DIRECTION:
Exactly reproduce the lines beginning with the line that includes "Each instance of the bridge parapet" and ending with the last line of the data.

Photo-based point labeling data:
** Start **
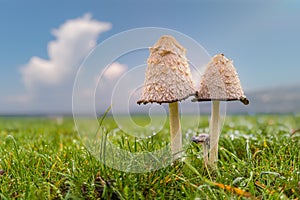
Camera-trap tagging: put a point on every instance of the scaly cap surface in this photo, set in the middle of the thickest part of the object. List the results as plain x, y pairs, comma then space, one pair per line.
220, 81
168, 77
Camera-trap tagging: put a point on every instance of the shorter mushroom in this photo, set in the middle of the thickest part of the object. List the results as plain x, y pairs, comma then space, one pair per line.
220, 82
204, 140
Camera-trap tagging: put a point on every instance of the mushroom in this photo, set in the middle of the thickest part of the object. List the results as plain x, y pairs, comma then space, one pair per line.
204, 140
220, 82
168, 80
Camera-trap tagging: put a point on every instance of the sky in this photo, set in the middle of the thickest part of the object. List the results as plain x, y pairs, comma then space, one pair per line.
43, 43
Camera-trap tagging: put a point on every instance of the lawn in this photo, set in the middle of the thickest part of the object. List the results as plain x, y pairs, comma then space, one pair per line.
45, 158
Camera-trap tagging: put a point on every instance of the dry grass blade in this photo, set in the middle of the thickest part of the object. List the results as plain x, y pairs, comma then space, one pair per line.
234, 190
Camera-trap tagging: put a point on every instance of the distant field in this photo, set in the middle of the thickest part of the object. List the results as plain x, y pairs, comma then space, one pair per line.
45, 158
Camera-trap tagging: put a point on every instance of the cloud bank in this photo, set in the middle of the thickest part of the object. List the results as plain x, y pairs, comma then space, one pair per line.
49, 82
73, 41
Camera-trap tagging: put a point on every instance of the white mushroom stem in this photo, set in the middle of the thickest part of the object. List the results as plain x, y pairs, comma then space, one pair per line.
175, 130
214, 134
204, 140
205, 153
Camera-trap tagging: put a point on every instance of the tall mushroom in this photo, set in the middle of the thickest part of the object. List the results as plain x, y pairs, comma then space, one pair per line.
220, 82
168, 80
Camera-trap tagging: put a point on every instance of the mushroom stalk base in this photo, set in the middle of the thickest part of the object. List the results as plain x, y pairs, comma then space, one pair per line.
175, 130
214, 134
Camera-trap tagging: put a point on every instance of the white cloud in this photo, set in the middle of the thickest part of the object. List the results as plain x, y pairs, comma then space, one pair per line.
74, 40
114, 71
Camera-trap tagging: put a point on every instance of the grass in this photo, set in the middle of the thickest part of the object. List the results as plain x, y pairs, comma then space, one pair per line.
259, 158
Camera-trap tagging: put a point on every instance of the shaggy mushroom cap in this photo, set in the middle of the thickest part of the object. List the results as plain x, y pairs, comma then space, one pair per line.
220, 81
168, 77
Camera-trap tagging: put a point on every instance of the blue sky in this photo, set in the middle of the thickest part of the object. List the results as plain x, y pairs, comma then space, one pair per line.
261, 37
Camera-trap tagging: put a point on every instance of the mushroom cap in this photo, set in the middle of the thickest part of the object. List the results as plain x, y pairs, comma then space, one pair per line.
220, 82
168, 77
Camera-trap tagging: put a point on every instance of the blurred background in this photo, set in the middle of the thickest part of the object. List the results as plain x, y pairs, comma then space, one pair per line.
43, 44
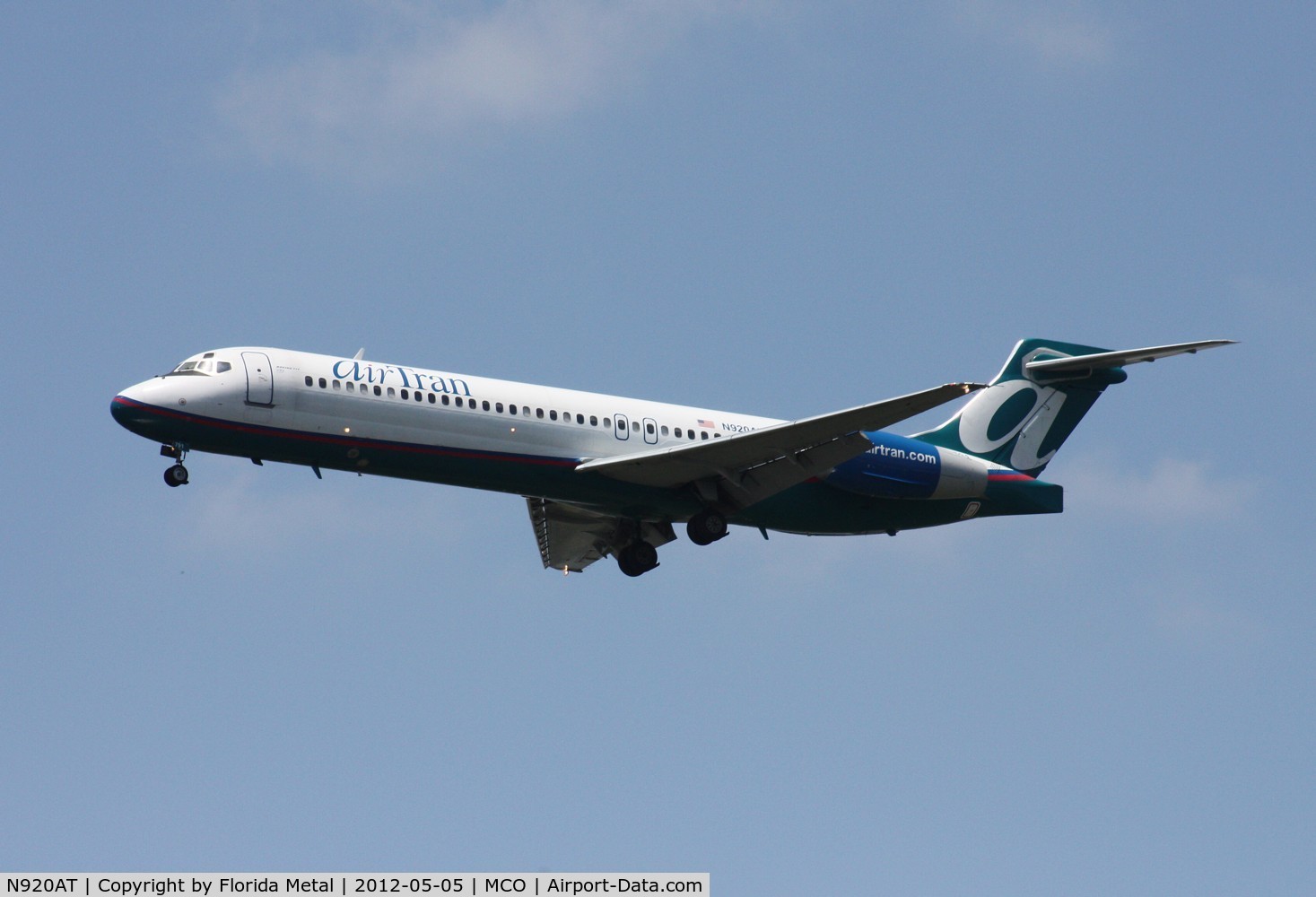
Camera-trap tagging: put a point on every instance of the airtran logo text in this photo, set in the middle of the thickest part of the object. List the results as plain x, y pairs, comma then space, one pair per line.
400, 377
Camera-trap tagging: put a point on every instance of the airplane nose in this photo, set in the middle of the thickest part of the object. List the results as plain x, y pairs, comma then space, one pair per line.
130, 411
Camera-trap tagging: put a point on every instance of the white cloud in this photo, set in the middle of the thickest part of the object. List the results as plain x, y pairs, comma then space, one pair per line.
450, 79
1056, 34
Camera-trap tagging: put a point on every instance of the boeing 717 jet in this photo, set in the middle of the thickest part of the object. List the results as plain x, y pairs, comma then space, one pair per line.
611, 476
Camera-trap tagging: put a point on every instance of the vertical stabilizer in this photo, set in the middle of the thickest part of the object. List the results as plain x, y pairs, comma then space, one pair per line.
1024, 416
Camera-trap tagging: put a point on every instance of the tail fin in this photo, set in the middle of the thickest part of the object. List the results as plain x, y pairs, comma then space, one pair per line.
1039, 397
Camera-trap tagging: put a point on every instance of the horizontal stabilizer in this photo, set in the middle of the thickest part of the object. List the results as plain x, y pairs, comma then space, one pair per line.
1101, 361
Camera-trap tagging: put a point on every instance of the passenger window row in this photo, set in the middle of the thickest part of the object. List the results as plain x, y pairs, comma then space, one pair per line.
523, 411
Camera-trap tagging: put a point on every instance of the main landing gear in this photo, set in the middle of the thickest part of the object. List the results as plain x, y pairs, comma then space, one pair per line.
175, 475
706, 527
637, 558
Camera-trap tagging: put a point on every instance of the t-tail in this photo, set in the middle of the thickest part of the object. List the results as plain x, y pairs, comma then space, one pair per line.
1046, 387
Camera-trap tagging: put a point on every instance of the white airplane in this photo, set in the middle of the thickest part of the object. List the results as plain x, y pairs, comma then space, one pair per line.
611, 476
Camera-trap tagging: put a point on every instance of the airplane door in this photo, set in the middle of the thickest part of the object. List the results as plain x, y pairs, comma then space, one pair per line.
259, 378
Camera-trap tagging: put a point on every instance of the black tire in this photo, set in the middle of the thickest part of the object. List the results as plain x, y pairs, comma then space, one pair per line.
706, 527
637, 558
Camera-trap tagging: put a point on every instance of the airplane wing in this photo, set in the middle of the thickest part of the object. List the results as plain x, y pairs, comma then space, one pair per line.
572, 536
753, 466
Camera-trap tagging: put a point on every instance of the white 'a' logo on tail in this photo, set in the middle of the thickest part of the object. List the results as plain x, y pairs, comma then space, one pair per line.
1032, 426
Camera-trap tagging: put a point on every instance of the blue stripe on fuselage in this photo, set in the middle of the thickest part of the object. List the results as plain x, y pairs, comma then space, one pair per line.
896, 467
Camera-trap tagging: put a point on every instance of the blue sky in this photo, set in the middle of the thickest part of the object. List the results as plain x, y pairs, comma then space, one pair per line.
774, 208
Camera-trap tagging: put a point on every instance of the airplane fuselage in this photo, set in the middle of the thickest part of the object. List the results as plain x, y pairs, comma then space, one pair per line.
439, 426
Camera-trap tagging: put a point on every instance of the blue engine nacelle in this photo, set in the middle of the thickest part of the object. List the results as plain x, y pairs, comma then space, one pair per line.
898, 467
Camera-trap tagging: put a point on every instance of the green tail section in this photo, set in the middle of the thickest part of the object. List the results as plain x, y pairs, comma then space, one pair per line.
1024, 416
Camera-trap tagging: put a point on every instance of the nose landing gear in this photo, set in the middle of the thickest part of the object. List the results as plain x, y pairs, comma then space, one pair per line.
175, 475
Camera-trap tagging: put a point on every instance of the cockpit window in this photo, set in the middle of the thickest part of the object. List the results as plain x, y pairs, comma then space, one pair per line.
205, 366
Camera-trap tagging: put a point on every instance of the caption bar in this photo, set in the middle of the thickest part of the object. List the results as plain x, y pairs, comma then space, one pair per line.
357, 884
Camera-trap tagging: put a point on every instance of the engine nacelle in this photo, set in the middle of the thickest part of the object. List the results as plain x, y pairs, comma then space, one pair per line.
898, 467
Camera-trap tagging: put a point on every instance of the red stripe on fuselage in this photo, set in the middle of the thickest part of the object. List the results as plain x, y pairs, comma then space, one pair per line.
256, 429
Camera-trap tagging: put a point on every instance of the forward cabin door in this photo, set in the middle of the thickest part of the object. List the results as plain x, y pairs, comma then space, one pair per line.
259, 378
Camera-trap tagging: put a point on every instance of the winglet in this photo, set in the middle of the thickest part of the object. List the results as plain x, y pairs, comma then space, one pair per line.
1101, 361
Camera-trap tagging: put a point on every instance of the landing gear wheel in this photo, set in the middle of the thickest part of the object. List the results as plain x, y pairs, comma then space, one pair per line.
706, 527
637, 558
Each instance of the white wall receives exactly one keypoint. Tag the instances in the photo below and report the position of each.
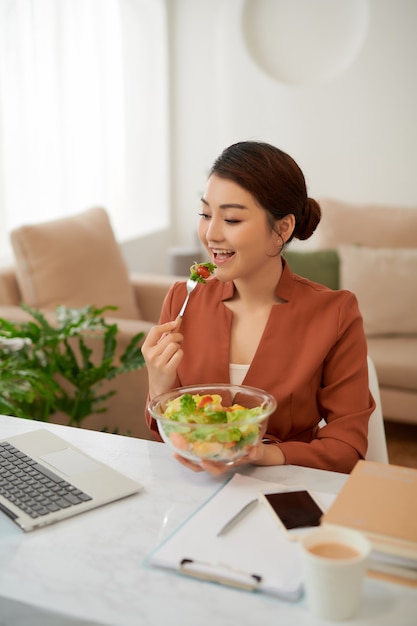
(355, 135)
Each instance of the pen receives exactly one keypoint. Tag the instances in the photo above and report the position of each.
(236, 518)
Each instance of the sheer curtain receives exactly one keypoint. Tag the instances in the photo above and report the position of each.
(83, 112)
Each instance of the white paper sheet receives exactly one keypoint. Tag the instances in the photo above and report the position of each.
(256, 547)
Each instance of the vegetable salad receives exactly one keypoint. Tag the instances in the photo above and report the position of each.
(205, 429)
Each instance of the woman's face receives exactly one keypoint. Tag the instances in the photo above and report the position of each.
(235, 231)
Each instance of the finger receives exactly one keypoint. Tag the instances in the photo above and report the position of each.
(192, 466)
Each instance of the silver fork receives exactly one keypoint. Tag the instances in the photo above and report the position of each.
(191, 285)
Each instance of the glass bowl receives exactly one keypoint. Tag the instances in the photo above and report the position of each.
(195, 428)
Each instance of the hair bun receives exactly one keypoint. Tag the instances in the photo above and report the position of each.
(310, 218)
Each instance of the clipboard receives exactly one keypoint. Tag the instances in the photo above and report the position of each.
(255, 556)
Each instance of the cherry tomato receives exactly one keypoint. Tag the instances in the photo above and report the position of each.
(203, 271)
(204, 400)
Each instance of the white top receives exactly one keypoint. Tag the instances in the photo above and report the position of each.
(92, 568)
(237, 373)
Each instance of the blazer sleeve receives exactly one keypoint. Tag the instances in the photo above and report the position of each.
(344, 399)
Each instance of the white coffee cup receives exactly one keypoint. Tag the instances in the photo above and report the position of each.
(334, 564)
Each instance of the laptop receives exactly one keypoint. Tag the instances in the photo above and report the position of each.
(44, 479)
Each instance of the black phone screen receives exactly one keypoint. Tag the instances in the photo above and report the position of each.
(295, 509)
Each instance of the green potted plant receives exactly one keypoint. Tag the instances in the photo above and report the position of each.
(47, 368)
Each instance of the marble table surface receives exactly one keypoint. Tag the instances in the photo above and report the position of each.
(92, 569)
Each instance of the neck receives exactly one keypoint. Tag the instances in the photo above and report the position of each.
(260, 288)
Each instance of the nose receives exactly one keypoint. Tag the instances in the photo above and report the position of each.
(214, 230)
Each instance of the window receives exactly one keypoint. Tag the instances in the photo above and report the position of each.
(83, 112)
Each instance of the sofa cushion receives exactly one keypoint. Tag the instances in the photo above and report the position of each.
(383, 280)
(74, 261)
(321, 266)
(395, 360)
(374, 225)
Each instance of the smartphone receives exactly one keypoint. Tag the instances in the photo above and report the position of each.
(293, 509)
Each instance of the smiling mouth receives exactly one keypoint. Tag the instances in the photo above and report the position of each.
(222, 255)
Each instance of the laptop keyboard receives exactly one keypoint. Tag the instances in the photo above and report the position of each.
(33, 488)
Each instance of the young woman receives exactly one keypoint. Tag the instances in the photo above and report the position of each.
(256, 323)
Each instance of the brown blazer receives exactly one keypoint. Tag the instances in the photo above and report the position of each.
(312, 358)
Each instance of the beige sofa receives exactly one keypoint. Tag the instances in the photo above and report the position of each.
(372, 251)
(76, 261)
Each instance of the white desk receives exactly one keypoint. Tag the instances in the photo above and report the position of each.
(89, 569)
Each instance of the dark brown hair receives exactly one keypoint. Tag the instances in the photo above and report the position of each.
(274, 180)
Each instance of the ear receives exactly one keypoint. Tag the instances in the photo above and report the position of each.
(285, 226)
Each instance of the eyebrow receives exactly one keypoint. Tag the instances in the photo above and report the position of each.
(230, 205)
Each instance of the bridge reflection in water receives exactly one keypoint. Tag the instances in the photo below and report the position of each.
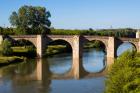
(43, 71)
(44, 77)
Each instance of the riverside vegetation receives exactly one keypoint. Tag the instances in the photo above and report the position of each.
(124, 75)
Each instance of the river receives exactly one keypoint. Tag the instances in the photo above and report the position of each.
(26, 77)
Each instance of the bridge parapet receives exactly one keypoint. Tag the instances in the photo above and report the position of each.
(23, 36)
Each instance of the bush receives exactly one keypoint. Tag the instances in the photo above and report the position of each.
(6, 48)
(124, 75)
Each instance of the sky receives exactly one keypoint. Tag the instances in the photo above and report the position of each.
(81, 14)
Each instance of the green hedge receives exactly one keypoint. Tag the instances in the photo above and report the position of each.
(124, 75)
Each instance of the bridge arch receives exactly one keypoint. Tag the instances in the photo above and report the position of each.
(131, 45)
(98, 49)
(61, 46)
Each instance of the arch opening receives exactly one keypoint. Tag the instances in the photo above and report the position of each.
(59, 56)
(23, 47)
(125, 47)
(94, 56)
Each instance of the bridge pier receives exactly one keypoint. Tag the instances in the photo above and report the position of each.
(111, 52)
(39, 46)
(77, 57)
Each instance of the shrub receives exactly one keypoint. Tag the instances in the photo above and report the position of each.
(6, 48)
(124, 75)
** End **
OUTPUT FOR THIS TASK:
Each instance of the bridge parapet receives exactly one keypoint. Tag the instances in the photo above and report the position of each.
(23, 36)
Each instance of the bush receives exactly one keypoint. Tag the instances in the photo above and report the position of each.
(6, 48)
(124, 75)
Each instance of the sky receives exactly one keypoint. Tag the instances in the photo above and report the position of each.
(81, 14)
Each instance of the green hedge receives exactly one keypoint. Tag the instances in the photo above and report the position of each.
(124, 75)
Each instance of the bridge arch receives exactly one keypoint. Tag the instances in the photo above and report the position of each.
(131, 45)
(98, 49)
(61, 46)
Each instance of the arch opening receives exactly one keypoint. Tag the instances in the photo above and report the position of each.
(59, 56)
(23, 47)
(125, 47)
(94, 56)
Each instance of the bridge pier receives exactly one keypoint. Tag the instances in the photo above and report the position of each.
(111, 52)
(39, 46)
(77, 57)
Each instance of the shrub receives exactly one keypoint. Tag the instances in the photo above and report the position of each.
(6, 48)
(124, 75)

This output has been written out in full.